» What to work on:
Copy exactly the stretch of data below from the line with "Target: window glass" through the line with "like [112, 98].", including both of those lines.

» Supplied entries:
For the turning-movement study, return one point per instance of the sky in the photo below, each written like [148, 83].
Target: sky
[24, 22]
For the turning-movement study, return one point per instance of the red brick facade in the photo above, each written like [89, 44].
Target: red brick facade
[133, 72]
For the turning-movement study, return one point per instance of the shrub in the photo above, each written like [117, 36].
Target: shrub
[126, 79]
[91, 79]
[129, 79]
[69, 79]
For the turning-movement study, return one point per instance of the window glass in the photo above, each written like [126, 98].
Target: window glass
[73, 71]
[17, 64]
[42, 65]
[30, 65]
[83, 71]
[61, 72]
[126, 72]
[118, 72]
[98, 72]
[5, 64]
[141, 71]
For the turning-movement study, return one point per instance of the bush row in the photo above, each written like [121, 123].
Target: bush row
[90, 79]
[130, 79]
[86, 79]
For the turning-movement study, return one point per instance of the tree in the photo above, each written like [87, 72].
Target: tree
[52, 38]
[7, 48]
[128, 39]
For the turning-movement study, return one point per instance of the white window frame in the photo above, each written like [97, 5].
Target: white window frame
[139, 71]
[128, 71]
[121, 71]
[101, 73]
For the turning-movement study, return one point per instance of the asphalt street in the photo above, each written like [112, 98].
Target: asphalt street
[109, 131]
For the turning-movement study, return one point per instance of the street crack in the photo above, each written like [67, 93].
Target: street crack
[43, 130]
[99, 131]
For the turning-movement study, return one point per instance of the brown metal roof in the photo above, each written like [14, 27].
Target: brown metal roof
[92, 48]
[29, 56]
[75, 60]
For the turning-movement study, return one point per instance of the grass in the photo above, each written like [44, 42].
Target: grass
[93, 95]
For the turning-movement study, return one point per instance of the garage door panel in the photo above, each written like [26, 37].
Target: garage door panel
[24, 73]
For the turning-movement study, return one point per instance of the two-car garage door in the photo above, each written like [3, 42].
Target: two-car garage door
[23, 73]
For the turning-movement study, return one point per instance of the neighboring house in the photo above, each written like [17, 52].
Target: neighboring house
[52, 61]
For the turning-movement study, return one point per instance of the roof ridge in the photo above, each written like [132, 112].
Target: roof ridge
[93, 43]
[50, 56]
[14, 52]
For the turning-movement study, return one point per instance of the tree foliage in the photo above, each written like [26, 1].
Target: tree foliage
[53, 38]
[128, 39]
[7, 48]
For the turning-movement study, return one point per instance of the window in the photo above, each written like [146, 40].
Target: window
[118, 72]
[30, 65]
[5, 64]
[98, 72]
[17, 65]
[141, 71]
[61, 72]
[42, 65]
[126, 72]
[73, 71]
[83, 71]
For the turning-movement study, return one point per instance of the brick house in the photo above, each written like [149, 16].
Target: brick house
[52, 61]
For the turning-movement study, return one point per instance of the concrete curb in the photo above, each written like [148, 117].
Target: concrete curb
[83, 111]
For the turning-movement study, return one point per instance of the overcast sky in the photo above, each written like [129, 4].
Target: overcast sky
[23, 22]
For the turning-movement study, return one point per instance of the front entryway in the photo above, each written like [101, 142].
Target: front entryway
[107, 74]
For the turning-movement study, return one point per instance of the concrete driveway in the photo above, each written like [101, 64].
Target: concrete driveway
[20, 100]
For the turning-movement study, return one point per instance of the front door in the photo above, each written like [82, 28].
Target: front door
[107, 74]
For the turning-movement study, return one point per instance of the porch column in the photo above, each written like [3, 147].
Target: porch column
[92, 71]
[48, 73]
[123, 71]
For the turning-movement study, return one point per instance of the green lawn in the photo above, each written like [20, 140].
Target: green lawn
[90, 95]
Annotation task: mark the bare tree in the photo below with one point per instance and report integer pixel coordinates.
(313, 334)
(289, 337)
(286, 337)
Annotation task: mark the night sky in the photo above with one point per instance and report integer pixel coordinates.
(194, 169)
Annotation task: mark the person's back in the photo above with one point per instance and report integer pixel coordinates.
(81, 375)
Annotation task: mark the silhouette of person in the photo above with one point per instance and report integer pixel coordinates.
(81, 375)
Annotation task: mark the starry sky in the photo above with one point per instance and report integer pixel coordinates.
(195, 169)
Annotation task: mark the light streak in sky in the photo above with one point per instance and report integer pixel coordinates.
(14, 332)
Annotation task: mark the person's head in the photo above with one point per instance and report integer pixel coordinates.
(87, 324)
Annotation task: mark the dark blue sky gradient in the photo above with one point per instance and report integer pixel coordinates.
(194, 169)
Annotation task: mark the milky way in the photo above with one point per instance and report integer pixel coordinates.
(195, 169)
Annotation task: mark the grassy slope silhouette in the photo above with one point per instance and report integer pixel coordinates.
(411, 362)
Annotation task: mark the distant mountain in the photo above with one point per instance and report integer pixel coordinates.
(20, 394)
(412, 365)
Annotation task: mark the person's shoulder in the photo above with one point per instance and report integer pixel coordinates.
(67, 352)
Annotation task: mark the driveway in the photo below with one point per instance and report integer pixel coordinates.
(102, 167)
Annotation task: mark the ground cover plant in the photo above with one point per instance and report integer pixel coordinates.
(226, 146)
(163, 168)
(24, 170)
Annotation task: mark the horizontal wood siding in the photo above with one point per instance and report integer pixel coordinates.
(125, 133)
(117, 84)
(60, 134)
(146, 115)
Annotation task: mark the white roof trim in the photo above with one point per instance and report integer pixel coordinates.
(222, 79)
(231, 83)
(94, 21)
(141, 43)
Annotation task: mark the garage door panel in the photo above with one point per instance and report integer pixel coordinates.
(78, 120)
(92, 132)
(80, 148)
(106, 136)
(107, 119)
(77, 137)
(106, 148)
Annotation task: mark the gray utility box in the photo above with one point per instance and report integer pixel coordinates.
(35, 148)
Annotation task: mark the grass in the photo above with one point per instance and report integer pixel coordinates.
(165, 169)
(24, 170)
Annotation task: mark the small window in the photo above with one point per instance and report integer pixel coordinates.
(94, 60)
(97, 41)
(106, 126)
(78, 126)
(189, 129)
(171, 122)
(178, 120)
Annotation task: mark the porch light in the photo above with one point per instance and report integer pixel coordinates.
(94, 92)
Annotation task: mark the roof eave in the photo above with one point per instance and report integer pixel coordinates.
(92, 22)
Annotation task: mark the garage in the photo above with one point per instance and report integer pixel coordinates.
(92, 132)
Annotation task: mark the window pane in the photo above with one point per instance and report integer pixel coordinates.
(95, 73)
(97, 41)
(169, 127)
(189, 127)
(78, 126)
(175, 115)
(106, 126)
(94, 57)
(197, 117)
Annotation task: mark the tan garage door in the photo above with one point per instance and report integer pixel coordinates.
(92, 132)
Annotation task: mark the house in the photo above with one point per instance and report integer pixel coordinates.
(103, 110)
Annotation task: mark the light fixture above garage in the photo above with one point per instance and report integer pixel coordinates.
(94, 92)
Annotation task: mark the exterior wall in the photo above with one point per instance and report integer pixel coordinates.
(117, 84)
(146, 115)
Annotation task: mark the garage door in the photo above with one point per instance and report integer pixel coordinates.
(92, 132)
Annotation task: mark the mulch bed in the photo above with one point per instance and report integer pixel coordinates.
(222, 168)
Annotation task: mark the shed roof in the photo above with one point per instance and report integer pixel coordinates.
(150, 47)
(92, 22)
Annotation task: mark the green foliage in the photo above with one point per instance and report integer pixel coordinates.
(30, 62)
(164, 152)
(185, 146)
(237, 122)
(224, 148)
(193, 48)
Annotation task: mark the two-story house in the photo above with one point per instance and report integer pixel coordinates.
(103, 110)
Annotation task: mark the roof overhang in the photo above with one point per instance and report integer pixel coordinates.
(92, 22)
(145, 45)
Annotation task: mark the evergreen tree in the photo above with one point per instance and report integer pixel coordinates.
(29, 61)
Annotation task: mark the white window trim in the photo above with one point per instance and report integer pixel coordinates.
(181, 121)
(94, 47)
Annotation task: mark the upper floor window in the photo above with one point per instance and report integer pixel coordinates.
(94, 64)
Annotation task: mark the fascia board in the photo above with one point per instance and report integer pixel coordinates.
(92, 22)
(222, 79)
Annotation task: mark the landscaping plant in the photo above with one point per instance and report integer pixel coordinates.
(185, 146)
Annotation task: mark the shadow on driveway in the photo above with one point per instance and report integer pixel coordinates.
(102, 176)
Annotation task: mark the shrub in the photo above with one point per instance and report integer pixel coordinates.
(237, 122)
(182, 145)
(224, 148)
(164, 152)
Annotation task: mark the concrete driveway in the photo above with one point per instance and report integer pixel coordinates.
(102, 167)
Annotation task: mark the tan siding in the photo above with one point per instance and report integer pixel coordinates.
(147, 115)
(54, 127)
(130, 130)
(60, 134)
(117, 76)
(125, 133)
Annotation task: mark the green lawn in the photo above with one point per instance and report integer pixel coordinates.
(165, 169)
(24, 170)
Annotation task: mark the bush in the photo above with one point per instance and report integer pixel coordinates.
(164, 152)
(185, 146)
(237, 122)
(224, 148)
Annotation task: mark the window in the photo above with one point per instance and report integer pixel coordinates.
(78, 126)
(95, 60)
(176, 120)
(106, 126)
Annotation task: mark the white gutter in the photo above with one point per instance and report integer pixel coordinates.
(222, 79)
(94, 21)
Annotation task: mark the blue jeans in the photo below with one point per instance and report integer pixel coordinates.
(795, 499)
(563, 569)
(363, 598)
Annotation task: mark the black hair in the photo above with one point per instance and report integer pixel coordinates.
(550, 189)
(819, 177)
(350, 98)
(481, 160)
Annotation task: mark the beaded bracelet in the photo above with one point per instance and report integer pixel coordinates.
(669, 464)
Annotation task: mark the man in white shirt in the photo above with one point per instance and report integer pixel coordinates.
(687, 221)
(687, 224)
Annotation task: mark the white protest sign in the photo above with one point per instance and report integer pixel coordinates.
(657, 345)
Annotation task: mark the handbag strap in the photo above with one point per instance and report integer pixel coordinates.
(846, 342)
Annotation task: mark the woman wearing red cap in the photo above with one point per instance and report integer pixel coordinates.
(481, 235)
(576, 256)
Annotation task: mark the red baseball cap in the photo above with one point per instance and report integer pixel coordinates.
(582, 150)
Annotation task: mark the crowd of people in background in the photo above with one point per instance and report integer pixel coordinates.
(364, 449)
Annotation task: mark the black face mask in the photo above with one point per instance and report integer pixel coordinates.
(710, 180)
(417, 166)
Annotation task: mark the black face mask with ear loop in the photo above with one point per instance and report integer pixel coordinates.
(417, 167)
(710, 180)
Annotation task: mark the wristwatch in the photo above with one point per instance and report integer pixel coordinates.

» Your response:
Target: window glass
[73, 71]
[17, 64]
[42, 65]
[30, 65]
[83, 71]
[61, 72]
[126, 72]
[118, 72]
[98, 72]
[5, 64]
[141, 71]
For the turning-movement study, return one point per instance of the bush row in the photo above, each written like [121, 123].
Target: bush row
[90, 79]
[130, 79]
[86, 79]
For the turning-movement study, return one point per instance of the tree in the photo above, each written like [87, 72].
Target: tree
[52, 38]
[7, 48]
[128, 39]
For the turning-movement study, return one point per instance of the white window frame in the photo above, each written like [97, 5].
Target: white window frame
[139, 71]
[128, 71]
[121, 71]
[101, 73]
For the turning-movement study, return one point per instance of the asphalt street in the photo above, each written like [112, 98].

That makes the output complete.